ASSIGNED TASK 1 — Reproduce word for word the passage of the Fahrenheit 451 post that begins at "So many stories" and ends after "thought and humanity.".
ASSIGNED TASK 2 — Carry on writing the Fahrenheit 451 post, picking up right after its final sentence.

═══ PAGE TEXT

24
2010
What’s your burning point?
So many stories I hear from the Downtown Eastside are the stuff of books. Take Push by Sapphire from which the movie Precious is inspired from for example; incest, family violence, neglect, poverty and the indomitable power of imagination.
What’s your story? If you had to be a book, what story would you choose? In Ray Bradbury’s Fahrenheit 451, the burning point of book paper is 451 degrees fahrenheit.
At the end of the film, the book people took on memorizing a book by heart, by the process of love became the book. In that moment of choice and freedom each person took a stand to preserve the evolution of thought and humanity.
It is time. The tide has turned, the shift happened. Now what will you choose to stop all that is contrary to sustaining life? The film is a deep conversation about the way we have become as human beings, the way in which we are civilized, the way in which we are able to create a continuous self.

══════
═══ INPUT DATA

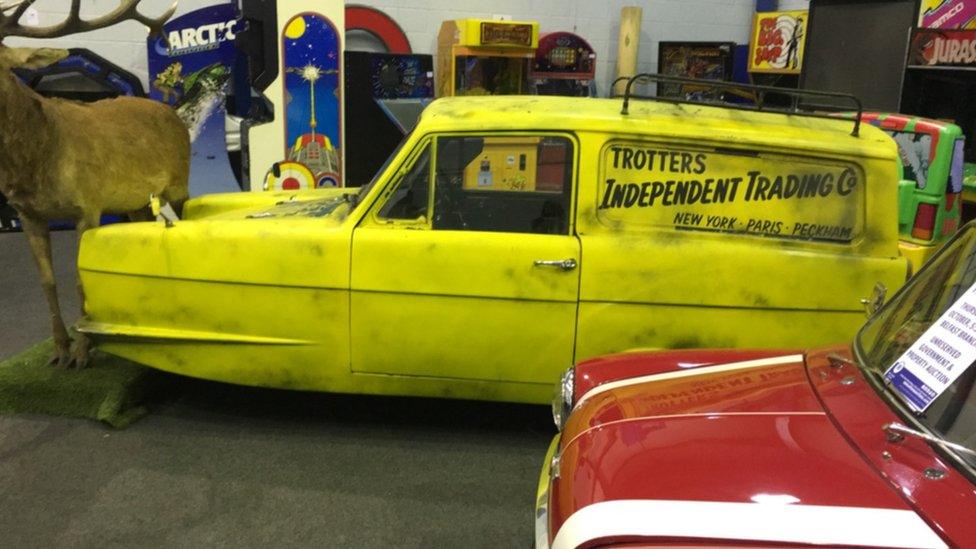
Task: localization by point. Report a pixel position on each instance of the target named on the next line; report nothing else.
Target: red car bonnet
(752, 432)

══════

ANSWER 1 —
So many stories I hear from the Downtown Eastside are the stuff of books. Take Push by Sapphire from which the movie Precious is inspired from for example; incest, family violence, neglect, poverty and the indomitable power of imagination.
What’s your story? If you had to be a book, what story would you choose? In Ray Bradbury’s Fahrenheit 451, the burning point of book paper is 451 degrees fahrenheit.
At the end of the film, the book people took on memorizing a book by heart, by the process of love became the book. In that moment of choice and freedom each person took a stand to preserve the evolution of thought and humanity.

ANSWER 2 —
The importance of the written word, the story in the book is the process by which we record and communicate. It allows for the power of memory to come into play. Your DNA remembers you healthy.
The message of the futuristic story is the real threat of ignorance and lack of education. Our ability to think and reason is what sets human apart from animals. How we speak brings things into existence.
Learning to recognize the signs before the body manifests disease is key in prevention. It starts with your moods, notice where irritability, persistent lethargy or tiredness consume your life force.
The protagonist Montag, after being a functionary of the state becomes Tales of Mystery and Imagination by Edgar Allen Poe. Again, we are much bigger than our circumstances and we have the power, the ability to imagine better to create a life we want for ourselves and others. Gives a whole other meaning to doing things by the book. What stories will you tell the children, our future thought leaders in human civilization? Yes, precious.